Raw records:
╭──

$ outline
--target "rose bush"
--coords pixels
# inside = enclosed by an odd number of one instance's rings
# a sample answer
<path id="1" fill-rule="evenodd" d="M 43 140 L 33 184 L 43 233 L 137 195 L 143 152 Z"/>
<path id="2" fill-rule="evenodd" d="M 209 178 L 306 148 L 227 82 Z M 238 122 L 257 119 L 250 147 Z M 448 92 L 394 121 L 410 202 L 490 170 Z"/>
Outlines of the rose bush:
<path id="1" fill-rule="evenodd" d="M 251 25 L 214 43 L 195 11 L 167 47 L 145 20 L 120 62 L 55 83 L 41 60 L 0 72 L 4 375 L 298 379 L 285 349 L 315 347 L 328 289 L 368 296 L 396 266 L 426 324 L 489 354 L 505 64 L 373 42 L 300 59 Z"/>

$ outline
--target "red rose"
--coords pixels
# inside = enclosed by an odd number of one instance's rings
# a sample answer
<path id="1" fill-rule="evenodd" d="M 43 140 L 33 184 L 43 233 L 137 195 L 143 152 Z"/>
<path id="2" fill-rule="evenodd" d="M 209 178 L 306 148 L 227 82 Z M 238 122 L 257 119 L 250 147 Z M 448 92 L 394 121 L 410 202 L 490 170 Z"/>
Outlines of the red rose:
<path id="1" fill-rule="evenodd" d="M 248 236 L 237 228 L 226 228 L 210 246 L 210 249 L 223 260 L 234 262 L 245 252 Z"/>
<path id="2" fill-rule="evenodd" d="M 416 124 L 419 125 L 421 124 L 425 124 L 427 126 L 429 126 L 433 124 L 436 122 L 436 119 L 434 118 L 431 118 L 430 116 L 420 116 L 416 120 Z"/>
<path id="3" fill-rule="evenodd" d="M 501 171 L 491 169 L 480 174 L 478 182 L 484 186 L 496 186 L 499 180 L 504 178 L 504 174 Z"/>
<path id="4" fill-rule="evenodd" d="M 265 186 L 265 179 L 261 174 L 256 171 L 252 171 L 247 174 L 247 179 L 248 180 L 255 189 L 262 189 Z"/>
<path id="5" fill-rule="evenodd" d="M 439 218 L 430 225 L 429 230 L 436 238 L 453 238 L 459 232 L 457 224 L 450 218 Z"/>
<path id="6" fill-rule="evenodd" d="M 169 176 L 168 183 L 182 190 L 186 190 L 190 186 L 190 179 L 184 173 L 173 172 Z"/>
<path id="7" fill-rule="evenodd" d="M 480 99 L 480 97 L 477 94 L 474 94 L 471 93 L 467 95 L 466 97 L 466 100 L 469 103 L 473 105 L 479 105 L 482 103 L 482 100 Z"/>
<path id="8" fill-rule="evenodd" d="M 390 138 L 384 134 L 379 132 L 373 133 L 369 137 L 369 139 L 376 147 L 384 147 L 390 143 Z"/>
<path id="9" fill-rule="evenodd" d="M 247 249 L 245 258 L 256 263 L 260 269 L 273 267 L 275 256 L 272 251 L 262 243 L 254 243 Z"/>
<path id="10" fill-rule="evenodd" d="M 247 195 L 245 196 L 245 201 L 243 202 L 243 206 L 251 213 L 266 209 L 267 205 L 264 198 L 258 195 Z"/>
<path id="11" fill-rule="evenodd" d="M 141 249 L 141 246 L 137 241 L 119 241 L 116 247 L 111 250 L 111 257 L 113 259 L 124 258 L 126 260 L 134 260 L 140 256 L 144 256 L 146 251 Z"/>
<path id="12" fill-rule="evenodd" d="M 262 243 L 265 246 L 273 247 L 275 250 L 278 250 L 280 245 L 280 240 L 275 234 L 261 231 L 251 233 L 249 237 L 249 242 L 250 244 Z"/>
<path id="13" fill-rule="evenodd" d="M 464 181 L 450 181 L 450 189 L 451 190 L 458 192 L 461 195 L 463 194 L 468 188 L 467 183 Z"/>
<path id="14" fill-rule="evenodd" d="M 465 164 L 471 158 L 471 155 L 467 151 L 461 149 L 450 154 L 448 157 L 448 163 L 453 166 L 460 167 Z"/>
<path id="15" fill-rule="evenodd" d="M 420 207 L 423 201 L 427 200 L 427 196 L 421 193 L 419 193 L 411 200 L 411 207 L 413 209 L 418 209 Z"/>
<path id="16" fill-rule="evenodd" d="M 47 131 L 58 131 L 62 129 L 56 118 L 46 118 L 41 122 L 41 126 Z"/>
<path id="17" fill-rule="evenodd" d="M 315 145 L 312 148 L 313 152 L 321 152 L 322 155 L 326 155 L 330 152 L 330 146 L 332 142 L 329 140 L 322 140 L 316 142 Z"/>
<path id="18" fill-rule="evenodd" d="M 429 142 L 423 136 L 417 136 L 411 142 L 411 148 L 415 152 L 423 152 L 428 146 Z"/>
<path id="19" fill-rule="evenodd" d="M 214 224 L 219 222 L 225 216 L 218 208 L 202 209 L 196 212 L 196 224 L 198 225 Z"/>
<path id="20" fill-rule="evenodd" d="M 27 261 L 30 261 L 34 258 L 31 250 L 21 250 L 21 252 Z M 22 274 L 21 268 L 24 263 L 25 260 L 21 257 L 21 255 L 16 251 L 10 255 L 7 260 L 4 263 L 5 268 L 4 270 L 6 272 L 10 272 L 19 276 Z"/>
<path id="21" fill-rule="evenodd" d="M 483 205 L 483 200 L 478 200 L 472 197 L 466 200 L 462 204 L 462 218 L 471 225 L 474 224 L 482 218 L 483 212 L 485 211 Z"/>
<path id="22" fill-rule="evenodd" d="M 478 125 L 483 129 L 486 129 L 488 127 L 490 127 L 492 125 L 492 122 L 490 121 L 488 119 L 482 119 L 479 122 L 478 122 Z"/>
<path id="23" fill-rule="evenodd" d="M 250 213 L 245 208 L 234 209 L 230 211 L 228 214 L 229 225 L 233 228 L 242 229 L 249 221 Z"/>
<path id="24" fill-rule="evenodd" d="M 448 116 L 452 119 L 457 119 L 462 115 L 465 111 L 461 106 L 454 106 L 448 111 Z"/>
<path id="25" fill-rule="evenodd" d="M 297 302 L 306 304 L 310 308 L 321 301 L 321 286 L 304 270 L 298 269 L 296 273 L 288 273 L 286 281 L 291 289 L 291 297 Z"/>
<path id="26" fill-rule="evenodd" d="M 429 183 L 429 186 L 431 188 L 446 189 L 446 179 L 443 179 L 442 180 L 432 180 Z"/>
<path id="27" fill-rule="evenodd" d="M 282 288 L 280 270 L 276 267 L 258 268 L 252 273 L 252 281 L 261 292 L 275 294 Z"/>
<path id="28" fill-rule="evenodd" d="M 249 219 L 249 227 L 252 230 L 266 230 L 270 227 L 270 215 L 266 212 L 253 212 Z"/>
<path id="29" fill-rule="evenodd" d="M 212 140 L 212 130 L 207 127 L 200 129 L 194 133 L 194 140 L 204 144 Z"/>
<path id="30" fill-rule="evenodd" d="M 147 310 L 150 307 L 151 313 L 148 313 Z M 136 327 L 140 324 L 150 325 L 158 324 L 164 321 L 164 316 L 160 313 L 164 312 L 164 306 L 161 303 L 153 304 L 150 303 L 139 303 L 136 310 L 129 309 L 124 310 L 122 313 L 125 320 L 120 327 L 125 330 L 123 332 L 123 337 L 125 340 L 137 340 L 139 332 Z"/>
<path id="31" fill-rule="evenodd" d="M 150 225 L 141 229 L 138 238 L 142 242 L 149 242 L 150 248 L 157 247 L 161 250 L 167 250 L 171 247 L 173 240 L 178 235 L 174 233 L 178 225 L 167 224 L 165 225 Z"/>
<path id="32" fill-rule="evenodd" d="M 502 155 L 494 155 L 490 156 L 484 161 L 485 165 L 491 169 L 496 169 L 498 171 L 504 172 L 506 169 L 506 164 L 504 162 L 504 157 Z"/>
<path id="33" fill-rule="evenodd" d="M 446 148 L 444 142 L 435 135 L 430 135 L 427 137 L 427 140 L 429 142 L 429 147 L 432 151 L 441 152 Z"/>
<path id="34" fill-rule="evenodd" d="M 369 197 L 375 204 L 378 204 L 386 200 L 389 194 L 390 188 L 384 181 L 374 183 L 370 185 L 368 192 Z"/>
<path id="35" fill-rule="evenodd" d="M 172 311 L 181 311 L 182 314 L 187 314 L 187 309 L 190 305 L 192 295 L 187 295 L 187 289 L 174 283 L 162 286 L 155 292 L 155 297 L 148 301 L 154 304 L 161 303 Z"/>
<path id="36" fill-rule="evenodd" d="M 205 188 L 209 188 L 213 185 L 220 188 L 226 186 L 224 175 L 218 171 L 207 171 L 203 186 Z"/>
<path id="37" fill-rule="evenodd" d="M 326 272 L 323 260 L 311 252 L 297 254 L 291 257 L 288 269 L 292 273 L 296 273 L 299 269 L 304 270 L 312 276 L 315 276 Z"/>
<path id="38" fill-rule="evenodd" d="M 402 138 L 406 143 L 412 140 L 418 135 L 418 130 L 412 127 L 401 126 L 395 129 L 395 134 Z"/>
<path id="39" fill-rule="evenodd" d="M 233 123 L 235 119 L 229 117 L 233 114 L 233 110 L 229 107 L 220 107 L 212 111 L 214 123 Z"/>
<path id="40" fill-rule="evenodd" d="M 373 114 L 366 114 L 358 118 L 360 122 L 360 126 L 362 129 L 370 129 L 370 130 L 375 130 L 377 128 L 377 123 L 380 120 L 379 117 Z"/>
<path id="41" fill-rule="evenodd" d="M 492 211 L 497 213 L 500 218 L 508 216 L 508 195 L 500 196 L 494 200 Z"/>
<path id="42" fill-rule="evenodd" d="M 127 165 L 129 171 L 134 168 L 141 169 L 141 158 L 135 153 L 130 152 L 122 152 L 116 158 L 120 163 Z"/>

╰──

## THE PROBLEM
Please rewrite the rows from the start through the line containing "251 25 L 214", swapping "rose bush" for "shrub" and leaving everything else unchanged.

## IN RESPONSE
$ outline
--target "shrub"
--coords pixels
# inside = enclosed by an odd number of one instance's rings
# a sample answer
<path id="1" fill-rule="evenodd" d="M 43 140 L 33 184 L 43 233 L 137 195 L 143 152 Z"/>
<path id="2" fill-rule="evenodd" d="M 209 178 L 306 148 L 227 82 Z M 238 122 L 257 119 L 250 147 Z M 448 92 L 394 121 L 410 202 L 490 170 Z"/>
Outlines of the shrub:
<path id="1" fill-rule="evenodd" d="M 251 25 L 214 43 L 195 11 L 167 47 L 145 20 L 120 62 L 55 83 L 41 60 L 0 72 L 4 375 L 298 379 L 285 349 L 315 347 L 328 289 L 368 296 L 396 266 L 426 324 L 489 354 L 505 64 L 373 42 L 300 59 Z"/>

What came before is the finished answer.